▶ _Text passage_
Fuck you. What am I gonna do this month? Shit. I don't have to eat this month. If I find out who's fuckin cousin you are... Guess who? You just cost me six thousand dollars. Six thousand dollars! What are you gonna do about it. Asshole. Whoever told you you could work with men!? I don't care who's nephew you are, I don't care who you know, I don't care whose dick you're suckin on, you're goin out. I swear to you!, you're goin out. What you're hired for is to help us- not fuck. us. up. You fucking child. This is not a world of men, Machine. No.
          - -Ricky Roma (Al Pacino), "Glengarry Glen Ross"

December 10, 2005

"the end is extremely fucking nigh"

http://www.velocitygnome.com

December 06, 2005

indulging in a little fantasexuality

"That's the gayest song ever, and you have a serious problem."
          - -Dylan, upon hearing Jennifer Saunders' cover of "Holding Out For A Hero" and realising i have it play on a loop on my iPod

December 04, 2005

the Kids on Comedy and the Biz

"I was by no means the funniest of my brothers; my oldest brother was way funnier than me- but probably not as damaged, which makes me a comedian rather than just a funny person, you know? Next life, I just want to be a funny person who does something else, like a blacksmith who's funny on the side."
          - -Scott Thompson

"I ended up holding the hand above my head to watch the blood all drip down- it was like an early performance art except it was funny."
          - -Scott Thompson

"Nothing ever happens really fast, that's the weird thing. Everything happens at such a rate that by the time it actually happens, you're so frustrated with getting there that it all seems normal. That's how show business works- you never actually get a moment of excitement."

[Natural language region descriptions]
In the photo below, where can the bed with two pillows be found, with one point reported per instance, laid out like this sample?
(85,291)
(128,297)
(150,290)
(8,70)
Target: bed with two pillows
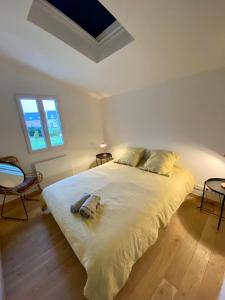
(139,193)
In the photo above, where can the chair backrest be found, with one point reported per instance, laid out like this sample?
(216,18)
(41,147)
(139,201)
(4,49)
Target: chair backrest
(10,159)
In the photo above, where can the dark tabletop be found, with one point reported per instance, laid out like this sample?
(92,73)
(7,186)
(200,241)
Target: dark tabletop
(103,155)
(215,185)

▶ _Work request_
Print everything in the blog of quotes from "Fuck you. What" down to "men, Machine. No.".

▶ _Written answer_
Fuck you. What am I gonna do this month? Shit. I don't have to eat this month. If I find out who's fuckin cousin you are... Guess who? You just cost me six thousand dollars. Six thousand dollars! What are you gonna do about it. Asshole. Whoever told you you could work with men!? I don't care who's nephew you are, I don't care who you know, I don't care whose dick you're suckin on, you're goin out. I swear to you!, you're goin out. What you're hired for is to help us- not fuck. us. up. You fucking child. This is not a world of men, Machine. No.